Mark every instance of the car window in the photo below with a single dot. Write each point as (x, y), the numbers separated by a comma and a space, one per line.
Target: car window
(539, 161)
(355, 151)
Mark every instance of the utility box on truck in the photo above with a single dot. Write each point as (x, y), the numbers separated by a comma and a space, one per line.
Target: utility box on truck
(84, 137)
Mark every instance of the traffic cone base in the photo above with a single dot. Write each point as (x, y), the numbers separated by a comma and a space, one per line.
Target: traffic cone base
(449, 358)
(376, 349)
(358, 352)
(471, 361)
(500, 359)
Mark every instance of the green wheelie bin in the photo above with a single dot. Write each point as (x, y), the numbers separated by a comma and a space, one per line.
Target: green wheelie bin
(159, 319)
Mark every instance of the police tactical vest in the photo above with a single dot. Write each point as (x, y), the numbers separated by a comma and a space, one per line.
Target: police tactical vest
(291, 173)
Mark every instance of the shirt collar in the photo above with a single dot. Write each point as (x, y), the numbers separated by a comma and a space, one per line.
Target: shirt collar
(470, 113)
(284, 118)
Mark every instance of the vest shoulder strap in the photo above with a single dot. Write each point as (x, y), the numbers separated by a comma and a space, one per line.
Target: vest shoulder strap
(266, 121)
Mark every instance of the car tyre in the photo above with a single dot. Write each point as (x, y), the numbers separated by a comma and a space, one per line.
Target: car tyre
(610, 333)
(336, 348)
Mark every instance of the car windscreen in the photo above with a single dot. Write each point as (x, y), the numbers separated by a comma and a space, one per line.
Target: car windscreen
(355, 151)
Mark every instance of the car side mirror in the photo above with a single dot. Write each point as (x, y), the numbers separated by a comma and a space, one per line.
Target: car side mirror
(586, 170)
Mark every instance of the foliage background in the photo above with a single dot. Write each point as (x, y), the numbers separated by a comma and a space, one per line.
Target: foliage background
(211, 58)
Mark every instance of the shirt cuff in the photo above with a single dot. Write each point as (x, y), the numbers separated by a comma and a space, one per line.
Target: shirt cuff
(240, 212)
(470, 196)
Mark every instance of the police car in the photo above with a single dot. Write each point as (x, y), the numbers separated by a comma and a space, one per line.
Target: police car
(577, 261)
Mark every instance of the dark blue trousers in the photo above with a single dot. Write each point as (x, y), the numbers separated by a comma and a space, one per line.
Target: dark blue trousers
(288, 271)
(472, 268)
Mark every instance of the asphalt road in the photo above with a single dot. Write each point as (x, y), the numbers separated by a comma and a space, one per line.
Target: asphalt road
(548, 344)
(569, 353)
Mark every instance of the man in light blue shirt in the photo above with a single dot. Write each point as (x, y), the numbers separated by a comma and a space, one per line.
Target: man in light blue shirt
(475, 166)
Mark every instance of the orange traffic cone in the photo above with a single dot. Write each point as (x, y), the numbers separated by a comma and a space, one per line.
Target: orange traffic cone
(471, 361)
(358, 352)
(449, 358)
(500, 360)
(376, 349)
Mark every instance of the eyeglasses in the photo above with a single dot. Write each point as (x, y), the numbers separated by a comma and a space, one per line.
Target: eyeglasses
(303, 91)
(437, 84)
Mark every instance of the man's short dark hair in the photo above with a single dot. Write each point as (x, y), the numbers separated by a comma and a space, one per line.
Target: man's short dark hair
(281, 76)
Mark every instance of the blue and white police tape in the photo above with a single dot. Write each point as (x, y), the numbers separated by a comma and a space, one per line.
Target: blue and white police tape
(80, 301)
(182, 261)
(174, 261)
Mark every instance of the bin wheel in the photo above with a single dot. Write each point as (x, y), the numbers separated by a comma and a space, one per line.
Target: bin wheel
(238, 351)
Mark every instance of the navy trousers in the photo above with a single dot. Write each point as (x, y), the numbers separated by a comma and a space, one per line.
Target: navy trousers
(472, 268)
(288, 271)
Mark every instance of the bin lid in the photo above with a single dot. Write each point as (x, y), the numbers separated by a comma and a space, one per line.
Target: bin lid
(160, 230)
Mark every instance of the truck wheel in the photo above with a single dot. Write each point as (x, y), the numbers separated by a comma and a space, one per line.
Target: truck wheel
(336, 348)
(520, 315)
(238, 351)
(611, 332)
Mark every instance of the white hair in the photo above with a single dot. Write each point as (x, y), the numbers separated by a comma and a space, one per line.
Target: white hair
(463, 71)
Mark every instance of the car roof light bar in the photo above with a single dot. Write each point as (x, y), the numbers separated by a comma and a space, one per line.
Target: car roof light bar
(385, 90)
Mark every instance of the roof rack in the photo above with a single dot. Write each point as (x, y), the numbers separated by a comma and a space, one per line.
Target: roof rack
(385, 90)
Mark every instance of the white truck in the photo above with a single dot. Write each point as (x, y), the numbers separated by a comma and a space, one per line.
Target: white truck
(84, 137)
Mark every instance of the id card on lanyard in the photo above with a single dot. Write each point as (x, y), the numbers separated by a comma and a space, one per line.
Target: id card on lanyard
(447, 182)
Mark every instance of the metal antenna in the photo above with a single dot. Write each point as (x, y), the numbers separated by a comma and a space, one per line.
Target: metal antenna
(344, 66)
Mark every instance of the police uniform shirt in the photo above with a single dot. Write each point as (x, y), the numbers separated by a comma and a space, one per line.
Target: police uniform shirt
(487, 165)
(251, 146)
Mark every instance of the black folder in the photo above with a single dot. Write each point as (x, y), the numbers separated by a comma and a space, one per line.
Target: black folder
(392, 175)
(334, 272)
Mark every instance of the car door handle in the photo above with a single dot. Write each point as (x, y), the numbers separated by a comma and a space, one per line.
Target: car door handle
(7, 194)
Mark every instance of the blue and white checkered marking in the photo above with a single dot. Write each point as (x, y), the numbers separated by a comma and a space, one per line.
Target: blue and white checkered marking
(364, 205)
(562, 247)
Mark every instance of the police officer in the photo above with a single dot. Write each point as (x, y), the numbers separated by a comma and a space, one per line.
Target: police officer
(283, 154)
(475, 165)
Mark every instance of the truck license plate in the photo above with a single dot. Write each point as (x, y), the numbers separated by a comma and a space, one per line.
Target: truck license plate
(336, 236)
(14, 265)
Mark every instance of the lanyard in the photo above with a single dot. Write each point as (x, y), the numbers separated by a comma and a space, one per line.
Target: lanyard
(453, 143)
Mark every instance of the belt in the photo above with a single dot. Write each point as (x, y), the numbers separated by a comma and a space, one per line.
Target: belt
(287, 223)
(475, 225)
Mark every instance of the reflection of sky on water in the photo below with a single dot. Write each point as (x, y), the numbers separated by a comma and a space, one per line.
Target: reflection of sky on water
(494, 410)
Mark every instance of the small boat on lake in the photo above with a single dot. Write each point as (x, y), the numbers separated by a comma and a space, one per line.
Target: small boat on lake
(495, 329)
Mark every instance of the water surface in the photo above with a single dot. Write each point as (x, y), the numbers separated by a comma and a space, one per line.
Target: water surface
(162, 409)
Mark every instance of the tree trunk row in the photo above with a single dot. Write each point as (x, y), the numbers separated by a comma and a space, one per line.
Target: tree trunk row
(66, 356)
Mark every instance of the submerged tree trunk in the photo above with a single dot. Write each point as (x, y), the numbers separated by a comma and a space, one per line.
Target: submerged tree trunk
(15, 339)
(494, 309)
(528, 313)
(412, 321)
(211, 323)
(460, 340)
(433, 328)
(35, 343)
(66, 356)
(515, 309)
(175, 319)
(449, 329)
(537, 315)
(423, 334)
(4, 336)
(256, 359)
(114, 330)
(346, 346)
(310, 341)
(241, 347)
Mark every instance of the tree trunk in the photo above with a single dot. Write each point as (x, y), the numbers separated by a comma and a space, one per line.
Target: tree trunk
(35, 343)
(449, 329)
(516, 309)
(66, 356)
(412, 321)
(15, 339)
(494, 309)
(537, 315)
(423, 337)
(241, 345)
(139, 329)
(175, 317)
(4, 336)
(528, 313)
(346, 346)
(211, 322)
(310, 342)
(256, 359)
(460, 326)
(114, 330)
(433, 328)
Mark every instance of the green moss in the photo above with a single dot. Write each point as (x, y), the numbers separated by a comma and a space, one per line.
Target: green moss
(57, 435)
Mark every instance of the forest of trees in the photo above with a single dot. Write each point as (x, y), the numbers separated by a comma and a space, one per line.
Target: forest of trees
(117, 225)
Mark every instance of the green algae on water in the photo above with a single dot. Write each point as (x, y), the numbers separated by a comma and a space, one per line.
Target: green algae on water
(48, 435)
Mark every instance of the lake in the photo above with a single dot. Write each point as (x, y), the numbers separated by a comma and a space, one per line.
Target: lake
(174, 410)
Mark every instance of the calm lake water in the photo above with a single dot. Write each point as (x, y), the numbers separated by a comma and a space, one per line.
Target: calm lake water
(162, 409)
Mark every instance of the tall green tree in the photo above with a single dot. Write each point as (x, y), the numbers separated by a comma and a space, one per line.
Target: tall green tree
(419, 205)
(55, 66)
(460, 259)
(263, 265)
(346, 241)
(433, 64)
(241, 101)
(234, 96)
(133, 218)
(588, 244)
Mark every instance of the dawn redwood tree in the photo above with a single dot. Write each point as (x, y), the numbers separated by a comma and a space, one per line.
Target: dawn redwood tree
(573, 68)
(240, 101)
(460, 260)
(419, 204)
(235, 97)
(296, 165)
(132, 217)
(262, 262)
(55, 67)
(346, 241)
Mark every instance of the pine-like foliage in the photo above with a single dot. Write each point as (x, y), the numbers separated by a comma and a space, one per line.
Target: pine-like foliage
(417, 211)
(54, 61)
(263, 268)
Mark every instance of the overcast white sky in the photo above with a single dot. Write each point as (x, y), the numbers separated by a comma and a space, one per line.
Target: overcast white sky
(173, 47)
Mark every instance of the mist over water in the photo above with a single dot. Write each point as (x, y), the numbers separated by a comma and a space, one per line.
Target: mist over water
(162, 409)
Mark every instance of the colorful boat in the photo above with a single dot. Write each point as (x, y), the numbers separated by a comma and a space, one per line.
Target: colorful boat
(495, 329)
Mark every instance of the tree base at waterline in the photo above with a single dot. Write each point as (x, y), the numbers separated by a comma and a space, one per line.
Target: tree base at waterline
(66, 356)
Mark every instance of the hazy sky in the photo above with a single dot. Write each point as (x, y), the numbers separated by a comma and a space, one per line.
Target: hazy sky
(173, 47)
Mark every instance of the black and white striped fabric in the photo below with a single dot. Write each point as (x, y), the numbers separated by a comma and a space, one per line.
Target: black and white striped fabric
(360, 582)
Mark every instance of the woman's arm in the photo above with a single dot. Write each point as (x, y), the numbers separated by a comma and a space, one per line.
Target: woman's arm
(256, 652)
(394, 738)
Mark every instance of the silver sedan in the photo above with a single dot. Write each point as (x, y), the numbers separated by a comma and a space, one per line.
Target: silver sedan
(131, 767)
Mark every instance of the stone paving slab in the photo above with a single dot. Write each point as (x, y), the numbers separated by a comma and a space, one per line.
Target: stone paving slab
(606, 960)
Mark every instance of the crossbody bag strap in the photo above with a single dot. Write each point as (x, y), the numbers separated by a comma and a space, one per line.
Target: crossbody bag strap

— What you will do —
Only lines with the word "below" are needed. Copy them from the preceding records.

— Problem solution —
Mark every instance of the car window in the photo below with a single dot. Write each point as (x, y), the numbers separated by a comma and a space, one per line.
Mark every instance of the reflection of sky on water in the photo below with a single dot. Write each point as (x, y), the numbers separated by a comma and a space, one per line.
Mark every instance of the black and white striped fabric in the photo below with a single dot. Write each point as (x, y), the numbers separated by a comma and a space, one per line.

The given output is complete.